In the post on database copyright, what license fee does the Royal Mail require before websites may use its postcode data?

* _Passage given_:
-- -- --

Monday, November 30, 2009

ZIP vs. PAF: Has Database Copyright Enabled Postcode Data Business?

Have you ever noticed that there no such field as "Legal Science"? That's because the scientific method is hard to apply to the development of laws. Just imagine applying an experimental law to one population while giving a placebo to a control population. Occasionally a circumstance appears where we can look for the effect of some particular bit of jurisprudence. Today's example is the database copyright. In the UK and other European countries, there is a special type of copyright (lawyers call it sui generis) that applies to databases. In the US, there has been no copyright for databases as such since 1991, even if they are the product of substantial investment.

In the US, databases can only be protected by copyright if they are expressions of human creativity. This is intended to be a fairly low bar. If the selection of data, for example, represents the judgement of a person, then the database can be protected by copyright. What isn't protected is the mindless labor, or "sweat of the brow" effort that someone has made to accumulate the data. The 1991 Supreme Court decision that established this rule was a unanimous one written by Justice Sandra Day O'Connor. It retrospect, the opinion seems prescient, as if the Court had anticipated a day when sweating brows would be banished by scraping computers and global networks of information.

Rob Styles has a post on his blog that got me reading and thing about these database copyrights. His key point is a suggestion that distributed, Linked Data will disrupt database intellectual property rights as profoundly as P2P distribution networks have disrupted the music and entertainment media businesses.

Like all great blog posts, Styles' is at the same time obviously true and obviously wrong- i.e., thought provoking. First, the obviously true part. When technology makes it trivial to reaggregate data that is readily available in a dispersed state, then businesses that rely on exclusive access to the aggregate become untenable. The example discussed by Styles is that of the Royal Mail's Postcode Address File. It turns out that in the UK, the Royal Mail has made a modest business of selling access to this file, which lists every address in the country that receives mail together with geographical coordiantes. This arrangement has been recently in the news because of Ernest Marples Postcodes Ltd., a small company which attempted to provide free API access to Postcode data, but was shut down by a threat of legal action from the Royal Mail. Apparently the royal Mail won't let websites use the postcode data on a website without paying a £3750 license fee. They also offer per click licenses which cost about 2p per click. To all appearances, the Royal Mail supports a healthy ecosystem of postcode data users- they list 217 "solutions providers" on their web site.

-- -- --

Point annotation entries
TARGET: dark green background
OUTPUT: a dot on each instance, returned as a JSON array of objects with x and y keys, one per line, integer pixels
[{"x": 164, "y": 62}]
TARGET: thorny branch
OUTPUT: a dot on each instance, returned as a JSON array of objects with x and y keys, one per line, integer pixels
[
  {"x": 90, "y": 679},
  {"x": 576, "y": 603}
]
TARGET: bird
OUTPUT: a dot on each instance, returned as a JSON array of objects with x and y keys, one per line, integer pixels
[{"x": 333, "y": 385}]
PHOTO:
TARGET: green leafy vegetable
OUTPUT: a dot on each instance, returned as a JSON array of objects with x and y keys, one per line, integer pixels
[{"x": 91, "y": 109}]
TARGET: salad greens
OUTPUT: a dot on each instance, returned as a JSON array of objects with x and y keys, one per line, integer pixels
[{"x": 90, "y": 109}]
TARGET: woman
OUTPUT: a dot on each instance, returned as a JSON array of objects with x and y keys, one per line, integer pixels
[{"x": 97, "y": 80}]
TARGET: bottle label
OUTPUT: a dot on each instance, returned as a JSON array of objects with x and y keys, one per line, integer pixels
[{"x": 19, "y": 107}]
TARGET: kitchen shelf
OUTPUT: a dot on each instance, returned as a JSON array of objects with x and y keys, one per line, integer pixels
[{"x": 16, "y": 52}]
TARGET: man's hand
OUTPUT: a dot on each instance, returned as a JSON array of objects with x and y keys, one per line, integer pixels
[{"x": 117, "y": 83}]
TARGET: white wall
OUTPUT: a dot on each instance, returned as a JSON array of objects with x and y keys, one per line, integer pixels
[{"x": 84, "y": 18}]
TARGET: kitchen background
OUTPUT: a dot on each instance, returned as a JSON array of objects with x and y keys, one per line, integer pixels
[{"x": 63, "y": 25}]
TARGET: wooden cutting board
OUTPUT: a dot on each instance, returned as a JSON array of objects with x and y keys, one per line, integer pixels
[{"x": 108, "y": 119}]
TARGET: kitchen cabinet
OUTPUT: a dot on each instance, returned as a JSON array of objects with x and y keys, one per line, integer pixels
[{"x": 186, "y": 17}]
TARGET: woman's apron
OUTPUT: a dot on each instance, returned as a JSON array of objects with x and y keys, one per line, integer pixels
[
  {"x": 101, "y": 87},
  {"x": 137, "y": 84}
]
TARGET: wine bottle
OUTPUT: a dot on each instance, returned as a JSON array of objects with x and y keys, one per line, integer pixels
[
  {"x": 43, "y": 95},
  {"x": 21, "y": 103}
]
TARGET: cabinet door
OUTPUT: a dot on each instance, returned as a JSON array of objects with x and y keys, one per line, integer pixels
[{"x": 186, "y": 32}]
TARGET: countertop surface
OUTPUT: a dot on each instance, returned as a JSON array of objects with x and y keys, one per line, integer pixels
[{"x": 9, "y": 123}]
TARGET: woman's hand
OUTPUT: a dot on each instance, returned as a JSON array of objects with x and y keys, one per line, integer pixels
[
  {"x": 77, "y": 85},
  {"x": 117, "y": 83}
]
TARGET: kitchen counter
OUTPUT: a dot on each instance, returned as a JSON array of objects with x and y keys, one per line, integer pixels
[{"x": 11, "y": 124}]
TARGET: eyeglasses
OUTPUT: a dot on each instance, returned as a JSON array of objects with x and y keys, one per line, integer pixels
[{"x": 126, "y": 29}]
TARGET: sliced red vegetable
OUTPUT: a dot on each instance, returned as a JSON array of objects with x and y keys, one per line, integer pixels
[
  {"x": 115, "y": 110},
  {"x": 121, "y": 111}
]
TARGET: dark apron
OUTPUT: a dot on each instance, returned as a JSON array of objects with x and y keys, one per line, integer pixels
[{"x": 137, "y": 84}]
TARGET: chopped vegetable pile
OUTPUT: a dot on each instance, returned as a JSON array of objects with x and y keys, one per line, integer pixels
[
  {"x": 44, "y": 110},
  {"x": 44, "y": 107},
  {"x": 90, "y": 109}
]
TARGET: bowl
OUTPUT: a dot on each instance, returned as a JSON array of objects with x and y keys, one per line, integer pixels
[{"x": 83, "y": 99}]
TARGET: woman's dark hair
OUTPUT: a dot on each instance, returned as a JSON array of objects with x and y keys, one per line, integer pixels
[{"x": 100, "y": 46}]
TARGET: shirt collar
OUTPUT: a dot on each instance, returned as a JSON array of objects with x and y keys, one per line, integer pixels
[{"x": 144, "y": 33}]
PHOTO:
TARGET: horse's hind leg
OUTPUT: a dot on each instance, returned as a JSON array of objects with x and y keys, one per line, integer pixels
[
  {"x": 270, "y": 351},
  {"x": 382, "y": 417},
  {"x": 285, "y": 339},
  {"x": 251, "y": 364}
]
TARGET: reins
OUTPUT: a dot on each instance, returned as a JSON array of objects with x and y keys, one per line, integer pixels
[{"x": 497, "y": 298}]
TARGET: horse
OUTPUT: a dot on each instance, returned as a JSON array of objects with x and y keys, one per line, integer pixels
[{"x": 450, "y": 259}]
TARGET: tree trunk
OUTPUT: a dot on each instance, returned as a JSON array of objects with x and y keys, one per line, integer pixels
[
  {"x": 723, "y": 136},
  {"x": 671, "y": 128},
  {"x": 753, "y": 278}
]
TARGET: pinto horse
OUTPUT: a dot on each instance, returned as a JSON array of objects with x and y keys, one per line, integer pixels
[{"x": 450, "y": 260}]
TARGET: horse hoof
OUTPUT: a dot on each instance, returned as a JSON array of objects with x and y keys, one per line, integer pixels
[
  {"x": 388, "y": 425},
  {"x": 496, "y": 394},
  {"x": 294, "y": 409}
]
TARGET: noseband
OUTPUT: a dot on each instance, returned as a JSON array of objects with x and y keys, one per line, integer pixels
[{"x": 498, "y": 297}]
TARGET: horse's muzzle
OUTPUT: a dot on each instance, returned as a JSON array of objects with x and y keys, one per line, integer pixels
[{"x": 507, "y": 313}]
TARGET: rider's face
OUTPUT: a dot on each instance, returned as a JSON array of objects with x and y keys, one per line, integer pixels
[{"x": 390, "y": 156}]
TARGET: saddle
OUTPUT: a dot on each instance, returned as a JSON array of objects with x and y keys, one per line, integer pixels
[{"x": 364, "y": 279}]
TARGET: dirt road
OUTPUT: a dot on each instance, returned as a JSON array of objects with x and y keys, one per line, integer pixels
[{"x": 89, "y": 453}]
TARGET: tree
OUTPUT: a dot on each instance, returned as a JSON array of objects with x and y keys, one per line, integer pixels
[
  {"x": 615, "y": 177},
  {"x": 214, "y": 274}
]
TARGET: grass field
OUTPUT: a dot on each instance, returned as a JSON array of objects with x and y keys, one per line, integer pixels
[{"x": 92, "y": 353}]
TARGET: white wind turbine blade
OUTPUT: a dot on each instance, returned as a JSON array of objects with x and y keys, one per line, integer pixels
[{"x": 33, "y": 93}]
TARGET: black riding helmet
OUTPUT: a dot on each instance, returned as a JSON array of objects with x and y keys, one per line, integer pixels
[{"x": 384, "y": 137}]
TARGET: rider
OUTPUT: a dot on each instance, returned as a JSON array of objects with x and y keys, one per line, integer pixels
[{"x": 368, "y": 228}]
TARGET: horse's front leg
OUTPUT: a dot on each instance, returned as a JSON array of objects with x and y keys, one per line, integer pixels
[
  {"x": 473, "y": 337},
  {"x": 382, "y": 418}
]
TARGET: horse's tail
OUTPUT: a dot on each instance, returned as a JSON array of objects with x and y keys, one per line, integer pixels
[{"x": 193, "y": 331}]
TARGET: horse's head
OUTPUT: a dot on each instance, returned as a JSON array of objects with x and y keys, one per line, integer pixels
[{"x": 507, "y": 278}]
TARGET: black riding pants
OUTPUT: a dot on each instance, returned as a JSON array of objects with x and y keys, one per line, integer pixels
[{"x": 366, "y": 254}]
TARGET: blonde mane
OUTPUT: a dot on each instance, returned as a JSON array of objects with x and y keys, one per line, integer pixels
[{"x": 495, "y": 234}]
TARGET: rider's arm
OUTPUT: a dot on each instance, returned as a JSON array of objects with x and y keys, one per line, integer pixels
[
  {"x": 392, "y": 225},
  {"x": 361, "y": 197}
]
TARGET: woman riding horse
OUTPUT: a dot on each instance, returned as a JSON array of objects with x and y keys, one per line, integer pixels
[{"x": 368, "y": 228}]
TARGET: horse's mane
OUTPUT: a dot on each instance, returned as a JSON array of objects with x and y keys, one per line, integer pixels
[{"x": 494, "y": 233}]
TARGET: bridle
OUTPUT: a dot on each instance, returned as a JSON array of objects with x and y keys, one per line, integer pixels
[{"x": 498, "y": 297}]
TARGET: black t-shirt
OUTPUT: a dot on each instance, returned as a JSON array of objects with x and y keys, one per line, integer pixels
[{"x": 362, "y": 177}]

-- -- --

* _Solved problem_: A £3750 license fee.